Items from a dataset:
— Start —

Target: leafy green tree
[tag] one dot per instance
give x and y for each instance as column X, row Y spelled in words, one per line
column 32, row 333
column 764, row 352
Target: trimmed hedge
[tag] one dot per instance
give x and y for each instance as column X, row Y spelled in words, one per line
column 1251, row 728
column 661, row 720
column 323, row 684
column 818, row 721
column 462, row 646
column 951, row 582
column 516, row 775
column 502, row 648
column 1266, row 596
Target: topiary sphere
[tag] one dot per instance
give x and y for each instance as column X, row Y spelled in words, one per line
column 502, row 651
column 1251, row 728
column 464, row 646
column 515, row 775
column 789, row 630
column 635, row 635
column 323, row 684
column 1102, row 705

— End —

__WHAT NEEDS TO BE DONE__: Rewrite all of the lines above, swapping every "one dot per instance" for "a single point per instance" and leaving the rest untouched.

__OUTPUT__:
Target: leafy green tree
[tag] a single point per instance
give x and y for each instance as column X, row Y spelled in words, one per line
column 32, row 333
column 764, row 352
Target: trimmed hedge
[tag] a single point per instance
give x and y for each instance as column X, row Y spelled in words, one per line
column 1251, row 728
column 661, row 720
column 323, row 684
column 818, row 721
column 462, row 646
column 951, row 582
column 516, row 775
column 502, row 648
column 1266, row 596
Target: topiary sphere
[tag] a single point per instance
give x and y for each instance as column X, row Y spelled in words, one per line
column 502, row 651
column 1251, row 728
column 464, row 646
column 515, row 775
column 789, row 630
column 635, row 635
column 323, row 684
column 1102, row 705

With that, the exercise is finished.